# PROBLEM TO SOLVE
Retype the text about Pfizer's COVID-19 vaccine trials in children between "Around 3,000 of" and "the children's participation.", inclusive.

On May 10, the Food and Drug Administration (FDA) gave the Pfizer COVID-19 vaccine emergency use authorization for use in children between the ages of 12 and 15.
The FDA is pushing for COVID-19 vaccinations for children as young as possible even though coronavirus infections are significantly less common among them. Should the rare infection occur, people under 18 years old are less likely to experience a severe illness and have a survival rate of over 99.9 percent. (Related: FDA grants Pfizer coronavirus vaccine emergency use authorization for under 16-year-olds; mass vaccinations of children may begin immediately.)
The Centers for Disease Control and Prevention (CDC) has attempted to justify the vaccination of children and scare parents into getting their kids the vaccine. The agency has stated that children infected with the coronavirus can still pass on the virus to others.
Despite the statements from the FDA and the CDC about the need to vaccinate children and how safe it is, Pfizer's own trials paint a different picture.
Last month, the pharmaceutical corporation released a fact sheet describing the results of one of its clinical trials on children. Here, it gave COVID-19 vaccines to 12- to 15-year-olds.
In the trial, 1,097 children received two doses of the Pfizer vaccine, and 1,078 were given a placebo. Of the children who received the vaccine, four out of five experienced side effects including fatigue, fever, joint pain, headaches and vomiting. In nearly half of these children, the side effects were considered moderate to severe.
Despite the clear trial results showing the immense number of adverse effects in children, Pfizer is still pushing ahead with its trials in children. On Tuesday, June 8, the company released details showing how its experiments with kids have supposedly progressed. The company is now moving forward with another trial to study the effects of giving younger kids lower doses of the vaccine.
Pfizer and its partner, German biotech company BioNTech, claim that the vaccine trials in children prevented infections and did not lead to "intolerable side effects."
The two companies have also admitted to conducting an early trial on 112 children between six months old and 11 years old. The children were divided into three age groups: ages five to 11, two to five and six months old to two years old. The children were then given 10, 20 or 30 micrograms of the vaccine, depending on their age group. The parents of the children in the youngest age group were also given the option to receive just three micrograms of the vaccine.
Pfizer's 112-person trial pales in comparison to the larger trial it has already begun. This larger trial will cover the same three age groups Pfizer had in its previous study. It will involve 4,500 supposed volunteers from the United States, Spain, Poland and Finland.
Around 3,000 of the children will receive differing amounts of the active vaccine. The remaining 1,500 children will receive a placebo, but their parents will be given the option to give the children the active vaccines if it is authorized within six months of the children's participation.
The company claims the trial will evaluate the safety of the vaccine as well as the immune response it supposedly promotes.
Pfizer plans to request full federal authorization for its COVID-19 vaccine by September or October to provide the vaccine to children between the ages of five and 11. It will then ask for the same authorization for children younger than five later in the fall.

Saved data entries:

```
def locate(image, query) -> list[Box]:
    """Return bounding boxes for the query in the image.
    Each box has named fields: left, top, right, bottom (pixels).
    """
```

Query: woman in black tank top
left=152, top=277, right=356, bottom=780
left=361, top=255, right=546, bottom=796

# OUTPUT FOR THIS EXERCISE
Around 3,000 of the children will receive differing amounts of the active vaccine. The remaining 1,500 children will receive a placebo, but their parents will be given the option to give the children the active vaccines if it is authorized within six months of the children's participation.